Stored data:
[Start of section]

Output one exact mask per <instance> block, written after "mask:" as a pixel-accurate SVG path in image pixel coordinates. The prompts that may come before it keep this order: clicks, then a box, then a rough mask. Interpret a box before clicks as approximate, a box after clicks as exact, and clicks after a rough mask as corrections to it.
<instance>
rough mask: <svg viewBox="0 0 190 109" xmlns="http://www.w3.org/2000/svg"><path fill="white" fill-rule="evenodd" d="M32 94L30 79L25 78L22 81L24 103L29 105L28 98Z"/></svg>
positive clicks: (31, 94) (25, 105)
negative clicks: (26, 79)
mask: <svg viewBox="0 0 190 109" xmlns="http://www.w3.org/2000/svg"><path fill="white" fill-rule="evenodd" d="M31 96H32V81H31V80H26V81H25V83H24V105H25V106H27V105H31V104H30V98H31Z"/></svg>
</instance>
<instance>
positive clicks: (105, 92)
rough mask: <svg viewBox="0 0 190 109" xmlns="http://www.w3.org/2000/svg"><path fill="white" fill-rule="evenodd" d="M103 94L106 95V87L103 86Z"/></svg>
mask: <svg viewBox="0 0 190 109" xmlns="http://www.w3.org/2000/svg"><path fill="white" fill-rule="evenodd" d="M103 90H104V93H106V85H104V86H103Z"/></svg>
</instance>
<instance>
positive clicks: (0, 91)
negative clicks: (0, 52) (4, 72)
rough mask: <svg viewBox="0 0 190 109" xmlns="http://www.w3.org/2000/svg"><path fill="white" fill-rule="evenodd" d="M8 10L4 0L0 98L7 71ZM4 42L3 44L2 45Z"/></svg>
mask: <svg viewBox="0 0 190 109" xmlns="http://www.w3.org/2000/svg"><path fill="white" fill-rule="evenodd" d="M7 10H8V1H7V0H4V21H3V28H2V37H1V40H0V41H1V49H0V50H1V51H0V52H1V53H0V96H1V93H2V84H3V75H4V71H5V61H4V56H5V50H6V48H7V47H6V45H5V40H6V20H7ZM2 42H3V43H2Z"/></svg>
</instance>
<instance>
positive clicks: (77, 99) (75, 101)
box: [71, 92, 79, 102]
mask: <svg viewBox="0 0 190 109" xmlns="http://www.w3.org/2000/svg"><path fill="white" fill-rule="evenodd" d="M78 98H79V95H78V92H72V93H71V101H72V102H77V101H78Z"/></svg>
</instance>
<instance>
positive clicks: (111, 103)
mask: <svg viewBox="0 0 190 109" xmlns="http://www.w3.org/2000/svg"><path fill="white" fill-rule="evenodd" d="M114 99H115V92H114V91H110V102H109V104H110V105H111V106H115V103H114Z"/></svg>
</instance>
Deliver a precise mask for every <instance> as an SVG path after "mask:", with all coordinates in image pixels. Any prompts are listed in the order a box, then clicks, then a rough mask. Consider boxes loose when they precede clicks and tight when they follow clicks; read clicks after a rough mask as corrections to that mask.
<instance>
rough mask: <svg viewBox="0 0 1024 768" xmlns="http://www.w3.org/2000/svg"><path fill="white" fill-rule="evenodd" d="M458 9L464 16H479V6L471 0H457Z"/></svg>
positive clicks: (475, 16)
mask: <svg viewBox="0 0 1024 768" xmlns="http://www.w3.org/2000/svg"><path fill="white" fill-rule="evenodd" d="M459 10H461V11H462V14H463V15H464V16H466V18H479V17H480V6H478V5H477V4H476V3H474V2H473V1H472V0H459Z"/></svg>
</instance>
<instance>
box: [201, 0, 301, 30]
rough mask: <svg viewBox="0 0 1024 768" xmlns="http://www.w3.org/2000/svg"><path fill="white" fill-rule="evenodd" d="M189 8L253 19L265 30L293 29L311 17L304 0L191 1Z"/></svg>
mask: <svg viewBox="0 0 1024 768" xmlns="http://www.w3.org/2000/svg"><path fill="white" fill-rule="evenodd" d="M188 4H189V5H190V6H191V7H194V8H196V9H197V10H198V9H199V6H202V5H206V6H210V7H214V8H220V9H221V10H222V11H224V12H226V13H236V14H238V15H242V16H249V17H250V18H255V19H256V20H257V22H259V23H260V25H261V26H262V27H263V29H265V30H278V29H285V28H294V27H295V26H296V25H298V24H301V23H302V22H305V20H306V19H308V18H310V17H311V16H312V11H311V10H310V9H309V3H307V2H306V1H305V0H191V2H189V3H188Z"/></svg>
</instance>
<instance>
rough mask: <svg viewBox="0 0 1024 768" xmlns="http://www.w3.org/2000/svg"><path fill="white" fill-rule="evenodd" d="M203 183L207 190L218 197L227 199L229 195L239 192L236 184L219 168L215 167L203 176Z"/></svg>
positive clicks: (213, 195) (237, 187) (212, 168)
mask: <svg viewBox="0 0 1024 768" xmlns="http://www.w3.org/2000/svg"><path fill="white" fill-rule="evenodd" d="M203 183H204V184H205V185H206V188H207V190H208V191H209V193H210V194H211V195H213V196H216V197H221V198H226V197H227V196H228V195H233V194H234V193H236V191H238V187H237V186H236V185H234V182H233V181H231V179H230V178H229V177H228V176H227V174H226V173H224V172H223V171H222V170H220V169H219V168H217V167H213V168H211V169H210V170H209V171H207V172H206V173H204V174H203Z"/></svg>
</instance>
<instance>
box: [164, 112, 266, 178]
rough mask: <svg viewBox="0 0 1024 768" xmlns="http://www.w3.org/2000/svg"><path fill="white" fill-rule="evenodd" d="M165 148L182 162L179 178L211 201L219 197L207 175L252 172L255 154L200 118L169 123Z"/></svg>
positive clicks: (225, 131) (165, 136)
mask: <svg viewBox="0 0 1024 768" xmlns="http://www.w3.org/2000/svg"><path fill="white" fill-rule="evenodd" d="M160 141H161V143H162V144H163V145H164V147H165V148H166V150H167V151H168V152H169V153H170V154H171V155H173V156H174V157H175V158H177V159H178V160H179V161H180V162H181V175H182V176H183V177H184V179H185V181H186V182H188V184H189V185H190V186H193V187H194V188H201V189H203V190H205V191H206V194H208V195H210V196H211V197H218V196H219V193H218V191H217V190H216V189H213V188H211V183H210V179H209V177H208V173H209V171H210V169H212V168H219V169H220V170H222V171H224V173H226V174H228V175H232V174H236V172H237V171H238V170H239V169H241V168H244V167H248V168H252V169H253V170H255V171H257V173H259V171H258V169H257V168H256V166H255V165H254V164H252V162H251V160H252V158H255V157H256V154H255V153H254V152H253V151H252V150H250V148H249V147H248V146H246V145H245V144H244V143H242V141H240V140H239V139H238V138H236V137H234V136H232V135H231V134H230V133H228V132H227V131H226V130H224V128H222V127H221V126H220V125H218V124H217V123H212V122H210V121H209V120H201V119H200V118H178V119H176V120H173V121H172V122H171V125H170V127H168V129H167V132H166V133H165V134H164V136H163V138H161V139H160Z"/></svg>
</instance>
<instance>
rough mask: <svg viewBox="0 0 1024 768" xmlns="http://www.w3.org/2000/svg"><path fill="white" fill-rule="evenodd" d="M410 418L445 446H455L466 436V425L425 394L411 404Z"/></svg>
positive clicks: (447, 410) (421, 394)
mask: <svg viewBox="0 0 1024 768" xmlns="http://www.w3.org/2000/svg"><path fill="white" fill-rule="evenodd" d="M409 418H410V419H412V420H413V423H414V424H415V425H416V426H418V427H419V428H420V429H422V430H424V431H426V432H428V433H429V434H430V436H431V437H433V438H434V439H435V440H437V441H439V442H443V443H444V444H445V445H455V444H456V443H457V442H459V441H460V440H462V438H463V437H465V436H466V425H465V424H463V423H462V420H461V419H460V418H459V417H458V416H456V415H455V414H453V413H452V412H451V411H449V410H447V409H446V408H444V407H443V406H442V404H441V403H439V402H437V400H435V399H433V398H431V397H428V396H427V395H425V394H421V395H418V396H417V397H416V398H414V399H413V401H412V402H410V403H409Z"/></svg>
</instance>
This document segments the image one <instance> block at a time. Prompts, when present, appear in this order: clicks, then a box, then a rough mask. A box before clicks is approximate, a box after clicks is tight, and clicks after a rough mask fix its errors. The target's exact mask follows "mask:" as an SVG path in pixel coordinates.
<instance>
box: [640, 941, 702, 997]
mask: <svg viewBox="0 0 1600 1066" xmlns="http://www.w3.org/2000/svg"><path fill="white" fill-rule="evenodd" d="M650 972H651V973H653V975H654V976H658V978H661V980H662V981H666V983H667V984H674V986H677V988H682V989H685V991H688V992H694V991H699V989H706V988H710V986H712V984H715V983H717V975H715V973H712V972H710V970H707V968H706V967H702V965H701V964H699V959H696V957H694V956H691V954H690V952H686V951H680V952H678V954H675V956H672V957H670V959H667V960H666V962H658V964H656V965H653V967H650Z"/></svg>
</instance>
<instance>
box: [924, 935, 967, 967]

[End of section]

**How to complete this task:**
Lines containing the word "exact" are to be pulled from the records and copied.

**Solution below:**
Output one exact mask per <instance> block, written after "mask:" as a pixel-accurate SVG path in image pixel coordinates. The prompts that may come before it keep this order: clicks, then a box, then a rough mask. Interpret a box before clicks as approximate, a box after clicks as exact, and clicks after a rough mask as corrections to it.
This document segments the image one <instance> block at a time. Prompts, when present, appear in this order: clicks, then a box, then a rough mask. A box before clicks is approximate, a box after clicks is tight, and clicks after a rough mask fix its errors. The target's exact mask follows "mask:" as an SVG path in pixel coordinates.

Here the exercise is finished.